▶ **PROVIDED TEXT**:
The whole theme of the last decade or so (maybe more) has been about agility and techniques that enable agility. CI-CD, DevOps etc have become a critical feature of this, and yet I often see a lot of friction when it comes to deploying. There is a magical aura around deployment which makes it something special, and this impacts how many of our teams work in each of delivering software.
Why deploy fast
No matter how beautiful our system architecture, how elegant our code, and how solid our test suite – the only way we get to make an impact on our business and our customer’s lives is when we actually deploy code to production. Before deployment, code is just an intellectual exercise, like an interview question. Deployment turns this intellectual property into an economic proposition. So it seems like a no-brainer that we should be deploying code as fast as possible.
And yet engineering orgs struggle with this activity. It is a documented fact that the overwhelming majority of outages are a result of new changes deployed. This makes sense – if nothing changes, then things are far less likely to break down. So deploying code has obvious risks.
Most of the currently popular engineering practices are aimed at increasing the rate of software deployment while mitigating the risk of failure arising from this increased rate. Pretty much anything works at small scale and companies, but as the scale of the enterprise grows in terms of software or team size, context becomes increasingly important, and reverse engineering from development back to design/implementation can expose a lot of inefficiencies.

▶ **RAW DATA**:

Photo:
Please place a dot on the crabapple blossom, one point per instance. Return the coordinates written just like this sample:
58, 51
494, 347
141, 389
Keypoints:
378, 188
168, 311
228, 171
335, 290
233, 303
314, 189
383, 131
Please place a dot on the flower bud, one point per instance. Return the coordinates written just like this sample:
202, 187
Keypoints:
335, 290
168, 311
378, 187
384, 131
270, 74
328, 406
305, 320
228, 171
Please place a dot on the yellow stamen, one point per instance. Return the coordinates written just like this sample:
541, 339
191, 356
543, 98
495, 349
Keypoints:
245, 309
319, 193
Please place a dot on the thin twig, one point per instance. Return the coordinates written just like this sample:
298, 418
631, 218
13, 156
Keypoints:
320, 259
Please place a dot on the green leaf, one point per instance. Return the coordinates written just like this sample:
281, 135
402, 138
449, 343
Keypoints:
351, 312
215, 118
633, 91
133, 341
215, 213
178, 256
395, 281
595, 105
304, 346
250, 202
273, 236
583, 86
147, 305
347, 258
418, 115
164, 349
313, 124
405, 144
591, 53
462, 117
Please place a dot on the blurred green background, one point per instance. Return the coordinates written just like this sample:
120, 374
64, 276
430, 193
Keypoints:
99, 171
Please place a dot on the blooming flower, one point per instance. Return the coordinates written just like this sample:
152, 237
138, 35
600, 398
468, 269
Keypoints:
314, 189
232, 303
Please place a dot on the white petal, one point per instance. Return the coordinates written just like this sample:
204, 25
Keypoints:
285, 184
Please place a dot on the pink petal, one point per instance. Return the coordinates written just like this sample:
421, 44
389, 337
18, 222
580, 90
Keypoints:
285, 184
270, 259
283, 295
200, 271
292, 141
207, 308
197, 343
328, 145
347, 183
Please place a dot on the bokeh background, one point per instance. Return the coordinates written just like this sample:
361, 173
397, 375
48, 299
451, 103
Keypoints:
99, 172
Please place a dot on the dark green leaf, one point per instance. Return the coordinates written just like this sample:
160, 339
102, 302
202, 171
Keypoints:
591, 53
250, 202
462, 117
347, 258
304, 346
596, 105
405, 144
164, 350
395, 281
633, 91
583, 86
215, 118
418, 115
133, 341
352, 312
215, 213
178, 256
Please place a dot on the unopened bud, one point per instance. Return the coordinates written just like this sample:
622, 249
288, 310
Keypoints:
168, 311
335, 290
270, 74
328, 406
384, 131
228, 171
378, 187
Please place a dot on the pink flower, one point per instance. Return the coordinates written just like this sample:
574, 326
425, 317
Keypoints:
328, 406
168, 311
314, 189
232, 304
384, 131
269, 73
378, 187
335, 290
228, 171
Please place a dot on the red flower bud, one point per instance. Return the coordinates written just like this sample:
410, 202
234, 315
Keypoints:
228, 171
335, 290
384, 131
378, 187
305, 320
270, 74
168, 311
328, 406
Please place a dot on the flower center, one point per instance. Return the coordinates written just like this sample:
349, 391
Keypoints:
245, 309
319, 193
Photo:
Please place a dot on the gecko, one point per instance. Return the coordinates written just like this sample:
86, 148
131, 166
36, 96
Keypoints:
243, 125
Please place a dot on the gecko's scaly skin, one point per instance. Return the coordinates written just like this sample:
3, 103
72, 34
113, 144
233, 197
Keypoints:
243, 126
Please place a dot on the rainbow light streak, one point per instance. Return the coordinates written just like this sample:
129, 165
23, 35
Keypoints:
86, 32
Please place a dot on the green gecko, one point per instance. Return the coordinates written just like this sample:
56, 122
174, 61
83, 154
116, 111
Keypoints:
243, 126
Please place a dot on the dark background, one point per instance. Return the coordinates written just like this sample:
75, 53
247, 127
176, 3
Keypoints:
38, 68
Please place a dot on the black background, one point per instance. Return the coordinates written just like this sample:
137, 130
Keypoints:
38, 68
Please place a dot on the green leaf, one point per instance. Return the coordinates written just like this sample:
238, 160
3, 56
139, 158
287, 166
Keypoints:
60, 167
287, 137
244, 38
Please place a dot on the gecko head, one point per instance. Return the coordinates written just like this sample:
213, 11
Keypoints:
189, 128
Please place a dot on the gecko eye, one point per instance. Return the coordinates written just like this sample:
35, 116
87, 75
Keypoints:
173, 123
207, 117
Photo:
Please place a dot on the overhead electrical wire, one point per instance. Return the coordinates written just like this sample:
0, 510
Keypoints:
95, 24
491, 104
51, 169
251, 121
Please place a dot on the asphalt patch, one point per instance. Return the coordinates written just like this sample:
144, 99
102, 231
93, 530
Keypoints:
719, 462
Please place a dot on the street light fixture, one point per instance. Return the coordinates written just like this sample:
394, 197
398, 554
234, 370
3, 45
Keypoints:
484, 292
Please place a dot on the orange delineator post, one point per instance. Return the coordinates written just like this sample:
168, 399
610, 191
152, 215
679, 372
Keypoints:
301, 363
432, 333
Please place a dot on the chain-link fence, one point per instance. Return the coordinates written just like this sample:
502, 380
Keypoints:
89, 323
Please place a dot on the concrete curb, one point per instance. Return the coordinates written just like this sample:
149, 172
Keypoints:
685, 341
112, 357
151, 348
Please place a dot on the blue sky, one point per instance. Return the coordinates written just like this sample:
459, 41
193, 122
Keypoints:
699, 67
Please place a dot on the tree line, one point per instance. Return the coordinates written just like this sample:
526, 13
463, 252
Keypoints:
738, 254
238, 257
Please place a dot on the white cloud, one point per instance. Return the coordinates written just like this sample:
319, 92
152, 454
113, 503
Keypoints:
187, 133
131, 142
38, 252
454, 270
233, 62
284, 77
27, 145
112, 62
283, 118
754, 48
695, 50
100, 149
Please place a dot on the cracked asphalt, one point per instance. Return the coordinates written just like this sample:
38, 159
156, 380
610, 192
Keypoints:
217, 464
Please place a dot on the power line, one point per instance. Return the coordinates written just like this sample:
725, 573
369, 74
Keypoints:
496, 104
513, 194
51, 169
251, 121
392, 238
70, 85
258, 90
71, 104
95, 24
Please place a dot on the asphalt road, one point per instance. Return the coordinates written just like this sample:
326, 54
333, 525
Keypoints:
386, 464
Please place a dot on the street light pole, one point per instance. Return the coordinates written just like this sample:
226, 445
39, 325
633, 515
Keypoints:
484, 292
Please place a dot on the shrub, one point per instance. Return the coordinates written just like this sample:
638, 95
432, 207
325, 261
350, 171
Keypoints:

▶ **PROBLEMS TO WORK ON**:
[a] Switch "deployment" to "delivery" in the deployment article, starting with "Most of the" and going on through "lot of inefficiencies.".
[b] List the three parts of a software effort that, according to the deployment article, make no impact on the business however beautiful, elegant, or solid they are until code is deployed.
[c] According to the deployment article, what causes the overwhelming majority of outages?
The listing is not needed for this work.

▶ **TASK ANSWERS**:
[a]
Most of the currently popular engineering practices are aimed at increasing the rate of software delivery while mitigating the risk of failure arising from this increased rate. Pretty much anything works at small scale and companies, but as the scale of the enterprise grows in terms of software or team size, context becomes increasingly important, and reverse engineering from development back to design/implementation can expose a lot of inefficiencies.

[b]
- System architecture
- Code
- Test suite

[c] Newly deployed changes.